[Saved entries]

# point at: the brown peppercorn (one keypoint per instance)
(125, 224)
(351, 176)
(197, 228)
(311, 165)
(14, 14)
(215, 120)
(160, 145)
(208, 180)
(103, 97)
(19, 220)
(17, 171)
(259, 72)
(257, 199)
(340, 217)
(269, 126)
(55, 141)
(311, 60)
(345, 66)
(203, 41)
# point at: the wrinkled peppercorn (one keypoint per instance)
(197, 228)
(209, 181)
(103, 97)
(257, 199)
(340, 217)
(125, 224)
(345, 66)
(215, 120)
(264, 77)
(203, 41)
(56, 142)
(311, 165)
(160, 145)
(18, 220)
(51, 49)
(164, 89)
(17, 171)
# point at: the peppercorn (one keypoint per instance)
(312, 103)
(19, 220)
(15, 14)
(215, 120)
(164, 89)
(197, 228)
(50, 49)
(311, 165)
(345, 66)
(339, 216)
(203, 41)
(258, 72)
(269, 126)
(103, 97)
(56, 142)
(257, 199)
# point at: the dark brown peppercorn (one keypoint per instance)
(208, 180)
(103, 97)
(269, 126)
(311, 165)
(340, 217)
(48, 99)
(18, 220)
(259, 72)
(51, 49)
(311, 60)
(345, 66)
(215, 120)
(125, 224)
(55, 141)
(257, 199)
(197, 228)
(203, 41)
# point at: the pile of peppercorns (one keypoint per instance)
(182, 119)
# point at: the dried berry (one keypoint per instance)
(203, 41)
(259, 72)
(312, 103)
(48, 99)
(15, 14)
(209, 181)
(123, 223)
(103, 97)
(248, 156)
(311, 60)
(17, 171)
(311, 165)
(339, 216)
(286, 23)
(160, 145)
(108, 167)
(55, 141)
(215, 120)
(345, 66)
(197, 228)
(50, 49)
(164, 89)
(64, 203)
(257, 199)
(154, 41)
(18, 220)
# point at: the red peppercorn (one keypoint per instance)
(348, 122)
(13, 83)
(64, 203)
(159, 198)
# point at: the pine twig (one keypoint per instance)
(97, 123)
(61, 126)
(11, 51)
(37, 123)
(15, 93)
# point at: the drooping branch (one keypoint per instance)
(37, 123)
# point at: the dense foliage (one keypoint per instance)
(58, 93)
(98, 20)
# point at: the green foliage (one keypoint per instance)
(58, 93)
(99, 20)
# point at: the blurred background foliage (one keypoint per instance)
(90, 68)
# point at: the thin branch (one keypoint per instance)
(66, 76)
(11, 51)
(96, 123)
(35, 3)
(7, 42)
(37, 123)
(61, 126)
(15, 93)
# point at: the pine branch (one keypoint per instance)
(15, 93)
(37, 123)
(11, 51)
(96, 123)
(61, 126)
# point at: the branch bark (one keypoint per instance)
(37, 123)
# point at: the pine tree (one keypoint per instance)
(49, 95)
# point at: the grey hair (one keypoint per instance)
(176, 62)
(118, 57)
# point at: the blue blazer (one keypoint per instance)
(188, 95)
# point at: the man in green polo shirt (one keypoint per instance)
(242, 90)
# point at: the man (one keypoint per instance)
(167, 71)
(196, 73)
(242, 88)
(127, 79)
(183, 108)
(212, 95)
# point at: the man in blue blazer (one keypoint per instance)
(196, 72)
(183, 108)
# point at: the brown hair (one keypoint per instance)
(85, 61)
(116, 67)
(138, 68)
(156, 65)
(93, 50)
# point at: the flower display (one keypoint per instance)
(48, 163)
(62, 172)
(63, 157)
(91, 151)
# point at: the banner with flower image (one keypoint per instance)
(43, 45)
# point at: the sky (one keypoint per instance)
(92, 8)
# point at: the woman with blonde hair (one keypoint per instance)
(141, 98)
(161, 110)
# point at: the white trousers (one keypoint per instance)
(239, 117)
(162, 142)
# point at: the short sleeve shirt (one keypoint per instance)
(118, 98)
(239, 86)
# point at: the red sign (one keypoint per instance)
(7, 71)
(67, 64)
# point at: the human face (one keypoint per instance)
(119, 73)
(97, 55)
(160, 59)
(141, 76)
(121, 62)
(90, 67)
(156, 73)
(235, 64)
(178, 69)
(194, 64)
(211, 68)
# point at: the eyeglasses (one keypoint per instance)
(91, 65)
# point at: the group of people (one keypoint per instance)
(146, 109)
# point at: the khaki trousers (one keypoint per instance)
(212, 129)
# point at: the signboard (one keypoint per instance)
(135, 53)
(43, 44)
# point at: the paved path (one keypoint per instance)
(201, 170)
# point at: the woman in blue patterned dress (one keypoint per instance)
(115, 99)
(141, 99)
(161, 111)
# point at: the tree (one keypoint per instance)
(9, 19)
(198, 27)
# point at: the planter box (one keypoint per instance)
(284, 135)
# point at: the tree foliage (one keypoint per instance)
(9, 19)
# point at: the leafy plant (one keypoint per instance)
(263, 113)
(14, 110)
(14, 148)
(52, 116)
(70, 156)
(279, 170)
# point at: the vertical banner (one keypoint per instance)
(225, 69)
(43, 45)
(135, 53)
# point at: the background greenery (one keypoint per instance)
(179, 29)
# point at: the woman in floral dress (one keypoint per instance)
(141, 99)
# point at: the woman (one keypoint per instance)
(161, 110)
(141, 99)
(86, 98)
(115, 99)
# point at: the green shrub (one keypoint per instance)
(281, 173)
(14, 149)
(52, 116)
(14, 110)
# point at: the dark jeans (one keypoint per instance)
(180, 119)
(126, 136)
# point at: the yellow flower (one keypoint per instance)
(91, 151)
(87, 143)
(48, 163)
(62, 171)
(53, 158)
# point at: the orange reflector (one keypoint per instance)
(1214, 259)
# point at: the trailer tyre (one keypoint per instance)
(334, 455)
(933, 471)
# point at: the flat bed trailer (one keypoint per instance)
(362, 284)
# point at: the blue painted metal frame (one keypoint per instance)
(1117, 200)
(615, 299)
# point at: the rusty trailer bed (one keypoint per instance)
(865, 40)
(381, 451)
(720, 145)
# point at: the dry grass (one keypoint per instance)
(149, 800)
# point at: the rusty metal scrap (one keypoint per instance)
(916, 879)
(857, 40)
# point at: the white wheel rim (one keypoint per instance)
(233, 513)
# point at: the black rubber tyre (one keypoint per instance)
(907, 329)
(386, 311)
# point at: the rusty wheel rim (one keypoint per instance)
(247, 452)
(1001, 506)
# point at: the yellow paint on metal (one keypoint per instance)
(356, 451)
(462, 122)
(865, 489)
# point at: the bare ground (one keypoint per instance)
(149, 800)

• **Task instructions**
A reply should hold exactly the lines from the one containing "# point at: the tree (one" through the end of the data above, nothing more.

• **Expected answer**
# point at: the tree (one keypoint per instance)
(9, 19)
(198, 27)
# point at: the planter box (one keypoint per instance)
(284, 135)
# point at: the tree foliage (one keypoint per instance)
(9, 19)
# point at: the leafy plant (one keypoint per instance)
(263, 113)
(14, 110)
(14, 148)
(52, 116)
(70, 156)
(279, 170)
# point at: the vertical banner (one keypoint per instance)
(225, 69)
(43, 45)
(135, 53)
# point at: the background greenery (one keypoint per instance)
(179, 29)
# point at: the woman in floral dress (one keypoint per instance)
(141, 99)
# point at: the woman (one keypoint per instance)
(161, 110)
(141, 99)
(86, 98)
(115, 99)
# point at: the green shrub (one keypoint per instance)
(281, 173)
(14, 149)
(52, 116)
(14, 110)
# point at: the dark jeans (one keypoint per instance)
(180, 119)
(126, 136)
# point at: the yellow flower (one keypoint per instance)
(91, 151)
(87, 143)
(48, 163)
(62, 171)
(53, 158)
# point at: the orange reflector (one keypoint per instance)
(1214, 259)
# point at: the trailer tyre (one keypoint per instance)
(334, 455)
(933, 471)
# point at: the flat bed trailer (one keypoint per instance)
(362, 284)
# point at: the blue painted metal frame (one keypoint per instance)
(1117, 200)
(615, 299)
# point at: the rusty trailer bed (one keypoint per instance)
(865, 40)
(381, 451)
(720, 145)
# point at: the dry grass (one keypoint per instance)
(149, 800)
# point at: the rusty metal scrap (one keypoint per instance)
(916, 879)
(857, 40)
# point at: the white wheel rim (one keypoint per instance)
(233, 513)
# point at: the black rubber tyre (one keypoint per instance)
(907, 329)
(386, 311)
# point at: the rusty wheel rim (one keypoint per instance)
(247, 452)
(1001, 506)
# point at: the yellow paint on metal (one keypoint per instance)
(356, 451)
(462, 122)
(865, 489)
# point at: the bare ground (one keypoint per instance)
(149, 800)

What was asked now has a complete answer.